--- Problem ---
From the line that has "Query: blue sky" down to the final line of the listing below, transcribe every line exactly, and only those.

--- Supplied records ---
•••

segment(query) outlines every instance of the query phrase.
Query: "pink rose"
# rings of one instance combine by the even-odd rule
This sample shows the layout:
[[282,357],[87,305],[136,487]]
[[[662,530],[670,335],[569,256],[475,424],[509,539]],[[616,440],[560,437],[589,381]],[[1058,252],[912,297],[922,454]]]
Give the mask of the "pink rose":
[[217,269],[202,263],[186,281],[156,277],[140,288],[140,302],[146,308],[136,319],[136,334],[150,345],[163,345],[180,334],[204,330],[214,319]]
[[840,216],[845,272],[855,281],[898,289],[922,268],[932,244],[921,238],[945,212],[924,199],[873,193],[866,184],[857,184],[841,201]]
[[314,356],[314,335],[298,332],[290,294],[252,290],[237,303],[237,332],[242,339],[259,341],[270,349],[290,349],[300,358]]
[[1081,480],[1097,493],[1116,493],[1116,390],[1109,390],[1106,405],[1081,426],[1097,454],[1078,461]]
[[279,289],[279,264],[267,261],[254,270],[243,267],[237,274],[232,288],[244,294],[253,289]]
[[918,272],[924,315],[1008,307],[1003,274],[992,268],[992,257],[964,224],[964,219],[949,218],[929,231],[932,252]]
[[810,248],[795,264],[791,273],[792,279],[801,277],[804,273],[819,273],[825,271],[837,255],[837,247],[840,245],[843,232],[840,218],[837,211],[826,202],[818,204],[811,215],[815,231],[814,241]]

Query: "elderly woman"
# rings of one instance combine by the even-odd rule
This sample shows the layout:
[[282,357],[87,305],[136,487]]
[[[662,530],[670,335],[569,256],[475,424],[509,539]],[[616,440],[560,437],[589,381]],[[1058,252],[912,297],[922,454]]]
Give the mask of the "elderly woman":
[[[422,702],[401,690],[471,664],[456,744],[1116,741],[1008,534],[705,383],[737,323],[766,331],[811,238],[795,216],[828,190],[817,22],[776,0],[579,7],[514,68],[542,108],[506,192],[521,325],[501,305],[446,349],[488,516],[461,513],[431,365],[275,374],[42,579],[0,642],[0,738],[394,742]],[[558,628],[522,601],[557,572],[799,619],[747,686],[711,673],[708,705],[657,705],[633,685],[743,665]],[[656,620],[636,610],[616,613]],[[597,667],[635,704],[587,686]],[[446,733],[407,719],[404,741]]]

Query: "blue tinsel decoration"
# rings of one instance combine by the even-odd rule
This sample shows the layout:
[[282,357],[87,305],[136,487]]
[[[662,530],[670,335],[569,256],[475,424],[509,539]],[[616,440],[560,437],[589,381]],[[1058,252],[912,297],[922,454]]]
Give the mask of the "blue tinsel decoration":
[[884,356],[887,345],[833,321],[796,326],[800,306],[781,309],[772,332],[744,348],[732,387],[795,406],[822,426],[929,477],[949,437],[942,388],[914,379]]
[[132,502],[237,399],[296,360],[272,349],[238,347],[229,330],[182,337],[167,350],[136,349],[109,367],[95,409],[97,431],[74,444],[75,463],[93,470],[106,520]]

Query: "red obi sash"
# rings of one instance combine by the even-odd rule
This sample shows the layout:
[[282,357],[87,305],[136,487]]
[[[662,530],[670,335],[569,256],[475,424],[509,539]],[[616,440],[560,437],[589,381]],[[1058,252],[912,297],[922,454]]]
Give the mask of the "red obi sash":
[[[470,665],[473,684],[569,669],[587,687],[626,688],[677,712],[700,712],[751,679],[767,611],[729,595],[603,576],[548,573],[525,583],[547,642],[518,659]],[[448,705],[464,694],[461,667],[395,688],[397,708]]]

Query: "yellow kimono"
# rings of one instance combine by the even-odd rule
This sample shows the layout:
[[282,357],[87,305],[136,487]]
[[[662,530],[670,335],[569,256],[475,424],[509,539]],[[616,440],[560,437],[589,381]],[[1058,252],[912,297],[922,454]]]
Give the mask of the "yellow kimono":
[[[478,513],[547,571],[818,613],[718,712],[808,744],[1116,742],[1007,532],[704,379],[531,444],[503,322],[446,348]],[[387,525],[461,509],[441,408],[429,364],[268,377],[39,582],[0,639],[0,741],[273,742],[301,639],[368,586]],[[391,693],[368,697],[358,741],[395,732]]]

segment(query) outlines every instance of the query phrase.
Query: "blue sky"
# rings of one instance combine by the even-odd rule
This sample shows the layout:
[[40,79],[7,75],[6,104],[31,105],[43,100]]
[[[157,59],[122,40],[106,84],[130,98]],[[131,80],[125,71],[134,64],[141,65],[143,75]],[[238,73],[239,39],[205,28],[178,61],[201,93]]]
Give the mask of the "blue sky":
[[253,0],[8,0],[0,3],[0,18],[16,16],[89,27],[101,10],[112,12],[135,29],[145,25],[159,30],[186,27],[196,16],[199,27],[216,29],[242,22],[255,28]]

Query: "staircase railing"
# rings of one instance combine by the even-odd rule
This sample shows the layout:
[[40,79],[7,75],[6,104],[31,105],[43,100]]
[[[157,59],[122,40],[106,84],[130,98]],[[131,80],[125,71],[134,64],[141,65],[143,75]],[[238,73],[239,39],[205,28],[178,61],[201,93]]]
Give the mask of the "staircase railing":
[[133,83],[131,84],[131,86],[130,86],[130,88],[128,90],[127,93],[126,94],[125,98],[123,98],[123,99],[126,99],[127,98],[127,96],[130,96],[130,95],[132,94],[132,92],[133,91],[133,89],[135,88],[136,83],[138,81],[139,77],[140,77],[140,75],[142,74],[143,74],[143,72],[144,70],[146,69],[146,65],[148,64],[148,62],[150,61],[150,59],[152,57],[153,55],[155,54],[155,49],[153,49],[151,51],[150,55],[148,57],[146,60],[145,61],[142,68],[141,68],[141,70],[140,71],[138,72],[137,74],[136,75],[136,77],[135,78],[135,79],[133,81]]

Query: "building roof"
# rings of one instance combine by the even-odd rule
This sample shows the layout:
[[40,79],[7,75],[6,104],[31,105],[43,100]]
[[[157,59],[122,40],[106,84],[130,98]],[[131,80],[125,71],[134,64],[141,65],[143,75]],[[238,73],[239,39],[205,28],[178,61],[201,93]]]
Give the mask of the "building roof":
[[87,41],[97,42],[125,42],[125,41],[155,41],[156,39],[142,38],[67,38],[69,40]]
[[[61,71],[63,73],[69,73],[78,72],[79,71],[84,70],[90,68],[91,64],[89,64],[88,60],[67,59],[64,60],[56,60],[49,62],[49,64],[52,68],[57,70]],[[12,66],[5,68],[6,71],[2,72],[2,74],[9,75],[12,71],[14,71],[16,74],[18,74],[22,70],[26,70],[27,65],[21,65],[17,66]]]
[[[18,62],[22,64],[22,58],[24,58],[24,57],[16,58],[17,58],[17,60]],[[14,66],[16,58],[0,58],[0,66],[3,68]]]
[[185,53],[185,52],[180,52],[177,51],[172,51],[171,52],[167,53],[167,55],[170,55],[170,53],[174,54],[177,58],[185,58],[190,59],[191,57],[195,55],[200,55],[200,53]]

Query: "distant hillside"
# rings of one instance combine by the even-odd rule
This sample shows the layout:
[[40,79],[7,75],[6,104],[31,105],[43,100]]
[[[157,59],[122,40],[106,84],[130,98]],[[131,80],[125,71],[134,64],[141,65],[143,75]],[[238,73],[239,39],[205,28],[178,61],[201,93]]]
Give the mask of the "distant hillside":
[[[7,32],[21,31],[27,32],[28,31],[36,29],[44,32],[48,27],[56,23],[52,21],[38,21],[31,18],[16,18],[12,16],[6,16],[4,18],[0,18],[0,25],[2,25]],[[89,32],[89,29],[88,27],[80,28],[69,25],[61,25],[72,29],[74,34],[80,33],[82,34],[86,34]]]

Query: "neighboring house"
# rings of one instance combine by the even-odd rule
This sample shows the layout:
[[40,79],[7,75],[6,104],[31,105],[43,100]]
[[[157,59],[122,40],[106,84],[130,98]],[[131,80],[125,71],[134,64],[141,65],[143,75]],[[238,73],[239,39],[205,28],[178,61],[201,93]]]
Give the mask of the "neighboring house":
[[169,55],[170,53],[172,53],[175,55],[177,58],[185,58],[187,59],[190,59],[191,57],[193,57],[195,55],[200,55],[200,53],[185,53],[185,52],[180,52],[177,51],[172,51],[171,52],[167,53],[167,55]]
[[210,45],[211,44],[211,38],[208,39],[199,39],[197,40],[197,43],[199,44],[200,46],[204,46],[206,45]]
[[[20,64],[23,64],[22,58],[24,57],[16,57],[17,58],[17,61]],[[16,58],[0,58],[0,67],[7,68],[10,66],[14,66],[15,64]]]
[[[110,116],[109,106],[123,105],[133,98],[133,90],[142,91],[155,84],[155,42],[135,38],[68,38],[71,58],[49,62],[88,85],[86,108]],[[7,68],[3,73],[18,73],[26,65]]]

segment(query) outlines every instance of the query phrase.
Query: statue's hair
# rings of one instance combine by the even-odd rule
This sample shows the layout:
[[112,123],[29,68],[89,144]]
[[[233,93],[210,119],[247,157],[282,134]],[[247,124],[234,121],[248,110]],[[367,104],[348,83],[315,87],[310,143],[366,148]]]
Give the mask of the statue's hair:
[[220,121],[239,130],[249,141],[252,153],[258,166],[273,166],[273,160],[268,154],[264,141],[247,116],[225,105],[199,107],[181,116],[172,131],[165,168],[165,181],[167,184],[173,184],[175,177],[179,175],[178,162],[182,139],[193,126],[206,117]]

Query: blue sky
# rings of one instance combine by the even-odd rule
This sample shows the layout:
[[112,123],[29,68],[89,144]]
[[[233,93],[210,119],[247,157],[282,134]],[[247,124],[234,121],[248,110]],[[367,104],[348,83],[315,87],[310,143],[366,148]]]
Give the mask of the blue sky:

•••

--- Exercise result ---
Query: blue sky
# rings of one instance combine by the even-odd rule
This sample shows the layout:
[[112,123],[29,68],[89,144]]
[[[233,93],[210,119],[247,157],[282,134]],[[247,124],[234,121],[248,110]],[[367,104],[348,83],[315,87],[310,143],[366,148]]]
Give the mask of the blue sky:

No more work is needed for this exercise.